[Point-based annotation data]
* begin *

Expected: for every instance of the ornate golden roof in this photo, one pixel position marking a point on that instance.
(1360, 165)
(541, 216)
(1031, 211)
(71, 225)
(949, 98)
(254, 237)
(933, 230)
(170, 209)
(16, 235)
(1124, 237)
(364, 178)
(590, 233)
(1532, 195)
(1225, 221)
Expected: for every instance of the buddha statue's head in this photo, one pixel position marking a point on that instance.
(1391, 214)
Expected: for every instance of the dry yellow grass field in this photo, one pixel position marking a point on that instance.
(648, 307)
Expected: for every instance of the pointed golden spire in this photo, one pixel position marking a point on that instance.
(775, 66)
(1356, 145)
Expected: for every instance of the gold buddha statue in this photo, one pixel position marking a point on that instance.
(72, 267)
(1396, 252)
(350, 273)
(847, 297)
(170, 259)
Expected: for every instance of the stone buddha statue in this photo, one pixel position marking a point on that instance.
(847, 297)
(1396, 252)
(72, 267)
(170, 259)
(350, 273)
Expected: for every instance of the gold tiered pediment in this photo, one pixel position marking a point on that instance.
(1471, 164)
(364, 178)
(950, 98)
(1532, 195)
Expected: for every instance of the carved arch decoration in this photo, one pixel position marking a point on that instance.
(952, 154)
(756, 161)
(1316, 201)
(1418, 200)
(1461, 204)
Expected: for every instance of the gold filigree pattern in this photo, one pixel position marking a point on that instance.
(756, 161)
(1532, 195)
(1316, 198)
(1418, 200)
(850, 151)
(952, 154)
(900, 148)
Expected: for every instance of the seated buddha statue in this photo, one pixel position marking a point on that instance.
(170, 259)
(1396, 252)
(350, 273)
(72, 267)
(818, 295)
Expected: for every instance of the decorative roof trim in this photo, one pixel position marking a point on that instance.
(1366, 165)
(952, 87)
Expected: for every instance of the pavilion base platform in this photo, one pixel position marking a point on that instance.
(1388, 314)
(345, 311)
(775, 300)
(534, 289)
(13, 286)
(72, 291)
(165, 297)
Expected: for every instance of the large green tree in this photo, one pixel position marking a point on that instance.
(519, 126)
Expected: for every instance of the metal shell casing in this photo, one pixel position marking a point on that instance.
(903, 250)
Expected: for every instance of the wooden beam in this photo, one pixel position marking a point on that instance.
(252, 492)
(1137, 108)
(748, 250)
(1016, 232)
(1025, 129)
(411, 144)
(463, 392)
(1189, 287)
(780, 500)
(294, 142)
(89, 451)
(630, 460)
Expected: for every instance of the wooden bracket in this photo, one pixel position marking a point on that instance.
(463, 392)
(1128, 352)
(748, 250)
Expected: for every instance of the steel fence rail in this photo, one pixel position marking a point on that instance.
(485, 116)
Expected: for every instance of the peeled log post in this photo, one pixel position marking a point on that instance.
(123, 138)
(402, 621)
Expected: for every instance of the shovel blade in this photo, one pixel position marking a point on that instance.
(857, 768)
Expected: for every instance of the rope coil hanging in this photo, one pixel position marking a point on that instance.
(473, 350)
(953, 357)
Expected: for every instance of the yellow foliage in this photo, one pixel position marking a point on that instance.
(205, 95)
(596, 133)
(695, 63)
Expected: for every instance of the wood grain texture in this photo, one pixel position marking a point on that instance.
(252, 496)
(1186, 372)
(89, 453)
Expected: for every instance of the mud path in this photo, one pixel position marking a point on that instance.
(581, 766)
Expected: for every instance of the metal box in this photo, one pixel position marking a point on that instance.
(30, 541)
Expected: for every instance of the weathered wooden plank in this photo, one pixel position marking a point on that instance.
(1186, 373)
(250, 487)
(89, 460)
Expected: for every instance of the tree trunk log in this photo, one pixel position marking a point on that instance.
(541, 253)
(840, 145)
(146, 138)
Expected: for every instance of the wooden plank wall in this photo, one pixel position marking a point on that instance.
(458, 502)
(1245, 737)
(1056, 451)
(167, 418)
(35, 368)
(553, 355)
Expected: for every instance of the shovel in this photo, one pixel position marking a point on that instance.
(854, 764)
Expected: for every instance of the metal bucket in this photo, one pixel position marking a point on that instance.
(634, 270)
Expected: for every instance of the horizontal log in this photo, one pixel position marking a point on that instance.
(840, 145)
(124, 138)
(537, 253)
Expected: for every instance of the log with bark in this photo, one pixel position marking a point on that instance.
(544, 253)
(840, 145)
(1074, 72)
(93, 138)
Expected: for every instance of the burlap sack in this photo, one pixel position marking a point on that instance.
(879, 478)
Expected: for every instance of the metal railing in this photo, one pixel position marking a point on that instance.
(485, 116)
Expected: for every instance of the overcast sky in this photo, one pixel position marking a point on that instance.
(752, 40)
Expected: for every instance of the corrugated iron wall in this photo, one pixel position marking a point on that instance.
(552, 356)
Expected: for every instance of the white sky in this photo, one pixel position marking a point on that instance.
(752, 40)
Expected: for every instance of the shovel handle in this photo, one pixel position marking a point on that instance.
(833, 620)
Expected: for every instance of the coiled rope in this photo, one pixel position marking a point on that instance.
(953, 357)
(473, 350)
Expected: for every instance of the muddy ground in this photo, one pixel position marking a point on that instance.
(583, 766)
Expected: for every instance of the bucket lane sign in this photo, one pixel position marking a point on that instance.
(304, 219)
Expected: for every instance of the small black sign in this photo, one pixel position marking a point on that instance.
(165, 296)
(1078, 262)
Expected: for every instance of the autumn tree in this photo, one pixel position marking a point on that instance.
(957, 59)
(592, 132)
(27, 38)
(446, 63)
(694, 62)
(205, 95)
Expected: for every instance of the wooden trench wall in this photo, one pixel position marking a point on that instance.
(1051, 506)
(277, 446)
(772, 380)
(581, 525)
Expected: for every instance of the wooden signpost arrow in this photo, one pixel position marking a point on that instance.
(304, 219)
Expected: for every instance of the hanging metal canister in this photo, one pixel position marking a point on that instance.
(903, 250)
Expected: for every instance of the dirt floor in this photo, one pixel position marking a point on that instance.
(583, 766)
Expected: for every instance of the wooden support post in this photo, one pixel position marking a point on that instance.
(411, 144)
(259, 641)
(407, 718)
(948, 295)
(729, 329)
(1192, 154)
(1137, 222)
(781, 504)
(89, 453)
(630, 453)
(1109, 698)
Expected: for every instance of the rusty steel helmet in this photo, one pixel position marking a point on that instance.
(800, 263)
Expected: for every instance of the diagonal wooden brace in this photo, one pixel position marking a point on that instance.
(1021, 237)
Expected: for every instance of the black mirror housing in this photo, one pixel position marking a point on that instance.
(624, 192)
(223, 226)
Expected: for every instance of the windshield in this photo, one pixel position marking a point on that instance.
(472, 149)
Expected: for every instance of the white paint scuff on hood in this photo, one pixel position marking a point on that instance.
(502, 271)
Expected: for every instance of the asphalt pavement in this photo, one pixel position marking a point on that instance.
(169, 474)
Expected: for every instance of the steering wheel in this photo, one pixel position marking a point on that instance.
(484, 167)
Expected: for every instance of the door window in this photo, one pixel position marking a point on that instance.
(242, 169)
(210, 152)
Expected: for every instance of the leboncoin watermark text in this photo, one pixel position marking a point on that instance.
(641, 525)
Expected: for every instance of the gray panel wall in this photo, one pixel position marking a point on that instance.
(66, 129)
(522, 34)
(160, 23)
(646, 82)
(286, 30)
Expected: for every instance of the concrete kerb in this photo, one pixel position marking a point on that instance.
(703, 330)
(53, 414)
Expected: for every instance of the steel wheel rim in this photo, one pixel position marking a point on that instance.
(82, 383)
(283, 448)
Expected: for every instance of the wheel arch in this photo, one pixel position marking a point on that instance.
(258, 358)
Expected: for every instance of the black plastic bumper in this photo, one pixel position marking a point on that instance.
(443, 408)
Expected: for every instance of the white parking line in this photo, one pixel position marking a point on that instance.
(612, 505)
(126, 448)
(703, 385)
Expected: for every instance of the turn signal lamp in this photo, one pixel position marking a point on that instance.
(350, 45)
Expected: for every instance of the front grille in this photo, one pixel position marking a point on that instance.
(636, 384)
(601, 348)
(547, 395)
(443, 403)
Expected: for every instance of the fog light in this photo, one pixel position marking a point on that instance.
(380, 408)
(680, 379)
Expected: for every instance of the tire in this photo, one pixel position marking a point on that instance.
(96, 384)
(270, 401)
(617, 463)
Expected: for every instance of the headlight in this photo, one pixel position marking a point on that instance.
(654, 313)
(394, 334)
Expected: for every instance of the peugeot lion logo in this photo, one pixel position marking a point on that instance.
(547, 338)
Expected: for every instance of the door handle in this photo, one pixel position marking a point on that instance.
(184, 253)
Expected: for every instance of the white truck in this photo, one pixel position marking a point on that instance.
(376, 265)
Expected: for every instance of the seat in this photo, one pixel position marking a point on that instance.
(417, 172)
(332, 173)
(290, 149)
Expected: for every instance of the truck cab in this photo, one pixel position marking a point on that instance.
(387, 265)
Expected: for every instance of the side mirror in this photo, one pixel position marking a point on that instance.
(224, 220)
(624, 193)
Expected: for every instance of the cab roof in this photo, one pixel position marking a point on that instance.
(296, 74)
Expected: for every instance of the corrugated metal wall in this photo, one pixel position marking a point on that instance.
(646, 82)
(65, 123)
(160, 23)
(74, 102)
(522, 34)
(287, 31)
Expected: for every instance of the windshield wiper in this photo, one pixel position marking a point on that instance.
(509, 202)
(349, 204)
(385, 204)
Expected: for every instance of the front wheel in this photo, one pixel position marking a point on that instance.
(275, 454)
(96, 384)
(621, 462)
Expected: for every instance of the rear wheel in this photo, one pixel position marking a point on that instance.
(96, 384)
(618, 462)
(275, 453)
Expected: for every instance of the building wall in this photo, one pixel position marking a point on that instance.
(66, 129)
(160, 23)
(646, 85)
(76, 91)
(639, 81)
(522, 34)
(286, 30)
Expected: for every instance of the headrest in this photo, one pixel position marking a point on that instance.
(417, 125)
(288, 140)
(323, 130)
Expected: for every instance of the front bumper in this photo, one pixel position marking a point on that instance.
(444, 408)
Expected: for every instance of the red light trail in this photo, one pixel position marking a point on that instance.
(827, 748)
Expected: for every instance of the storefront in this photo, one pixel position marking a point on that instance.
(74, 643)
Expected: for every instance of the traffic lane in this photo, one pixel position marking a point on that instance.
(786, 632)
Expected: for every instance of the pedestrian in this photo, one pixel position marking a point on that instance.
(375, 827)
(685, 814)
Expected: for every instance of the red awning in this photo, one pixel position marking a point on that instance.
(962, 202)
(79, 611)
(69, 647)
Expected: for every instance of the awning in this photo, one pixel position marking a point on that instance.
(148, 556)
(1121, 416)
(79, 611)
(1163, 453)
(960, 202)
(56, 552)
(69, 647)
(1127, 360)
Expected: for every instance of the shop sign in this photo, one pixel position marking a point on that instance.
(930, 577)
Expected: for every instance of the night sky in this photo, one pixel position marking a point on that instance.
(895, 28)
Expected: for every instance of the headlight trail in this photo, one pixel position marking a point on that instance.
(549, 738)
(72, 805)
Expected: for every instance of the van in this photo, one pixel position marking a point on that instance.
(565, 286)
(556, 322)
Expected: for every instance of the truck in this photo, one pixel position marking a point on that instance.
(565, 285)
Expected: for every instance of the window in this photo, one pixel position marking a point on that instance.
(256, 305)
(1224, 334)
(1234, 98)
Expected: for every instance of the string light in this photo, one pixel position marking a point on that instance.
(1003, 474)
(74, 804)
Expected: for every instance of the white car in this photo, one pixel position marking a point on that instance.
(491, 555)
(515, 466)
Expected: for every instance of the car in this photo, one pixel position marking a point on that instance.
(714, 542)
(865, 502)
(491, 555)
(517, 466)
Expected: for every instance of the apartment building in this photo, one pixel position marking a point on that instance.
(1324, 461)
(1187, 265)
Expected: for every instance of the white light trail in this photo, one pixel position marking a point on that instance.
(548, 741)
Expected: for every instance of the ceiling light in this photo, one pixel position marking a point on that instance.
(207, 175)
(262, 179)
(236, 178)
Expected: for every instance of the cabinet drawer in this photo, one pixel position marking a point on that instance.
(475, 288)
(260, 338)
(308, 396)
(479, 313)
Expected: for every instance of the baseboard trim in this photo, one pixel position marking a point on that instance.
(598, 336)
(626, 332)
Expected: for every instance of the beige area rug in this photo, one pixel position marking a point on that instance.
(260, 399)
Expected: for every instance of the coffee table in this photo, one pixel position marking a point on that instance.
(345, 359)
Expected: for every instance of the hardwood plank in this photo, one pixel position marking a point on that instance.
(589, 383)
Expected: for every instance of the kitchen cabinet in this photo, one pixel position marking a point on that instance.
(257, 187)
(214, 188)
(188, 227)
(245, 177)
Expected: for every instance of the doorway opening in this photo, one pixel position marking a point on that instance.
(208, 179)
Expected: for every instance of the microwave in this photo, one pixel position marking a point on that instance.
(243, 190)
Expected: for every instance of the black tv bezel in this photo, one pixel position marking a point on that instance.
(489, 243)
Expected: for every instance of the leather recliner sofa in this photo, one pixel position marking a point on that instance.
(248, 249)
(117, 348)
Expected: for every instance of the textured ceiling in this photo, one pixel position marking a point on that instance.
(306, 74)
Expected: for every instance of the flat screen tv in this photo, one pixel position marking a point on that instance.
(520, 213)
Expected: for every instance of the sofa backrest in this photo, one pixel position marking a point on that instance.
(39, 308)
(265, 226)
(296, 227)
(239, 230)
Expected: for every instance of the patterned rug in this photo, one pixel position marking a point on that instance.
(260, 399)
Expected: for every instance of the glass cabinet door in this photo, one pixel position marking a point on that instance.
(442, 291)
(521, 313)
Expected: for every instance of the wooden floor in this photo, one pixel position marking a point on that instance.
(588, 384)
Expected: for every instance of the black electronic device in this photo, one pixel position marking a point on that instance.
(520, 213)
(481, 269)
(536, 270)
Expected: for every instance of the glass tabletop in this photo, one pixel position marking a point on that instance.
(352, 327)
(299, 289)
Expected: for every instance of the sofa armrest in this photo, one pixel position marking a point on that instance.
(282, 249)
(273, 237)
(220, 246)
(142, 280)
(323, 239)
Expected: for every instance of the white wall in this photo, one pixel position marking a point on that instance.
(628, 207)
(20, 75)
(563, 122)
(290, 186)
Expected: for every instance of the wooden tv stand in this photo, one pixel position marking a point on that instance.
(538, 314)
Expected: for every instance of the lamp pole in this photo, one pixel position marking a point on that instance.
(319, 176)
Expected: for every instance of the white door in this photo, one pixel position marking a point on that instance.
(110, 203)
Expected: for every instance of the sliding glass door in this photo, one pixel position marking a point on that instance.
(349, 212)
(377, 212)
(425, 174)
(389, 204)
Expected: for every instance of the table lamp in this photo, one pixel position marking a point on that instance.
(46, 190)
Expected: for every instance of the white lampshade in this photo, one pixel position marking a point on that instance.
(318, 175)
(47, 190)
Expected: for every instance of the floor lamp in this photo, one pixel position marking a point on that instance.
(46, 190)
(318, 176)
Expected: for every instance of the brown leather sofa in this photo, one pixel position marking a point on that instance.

* end *

- _Exercise objective_: Repeat, character for character, the lines from the one that holds "Expected: for every instance of the white door" to the final line of the material, inclusive, and no other lines.

- _Solution below_:
Expected: for every instance of the white door in this photo, one pixel position marking a point on that instance.
(110, 203)
Expected: for every instance of the sliding glass door in this photo, one pixel position marking a point on that instance.
(349, 212)
(377, 212)
(425, 174)
(389, 204)
Expected: for every instance of the table lamp in this photo, one pixel position marking a point on that instance.
(46, 190)
Expected: for every instance of the white lampshade in this photo, one pixel position marking a point on that instance.
(318, 175)
(47, 190)
Expected: for every instance of the floor lamp in this photo, one pixel position marking a point on that instance.
(46, 190)
(318, 176)
Expected: for every instance of the brown leather sofa in this photo, one pixel position marking a point on that instance.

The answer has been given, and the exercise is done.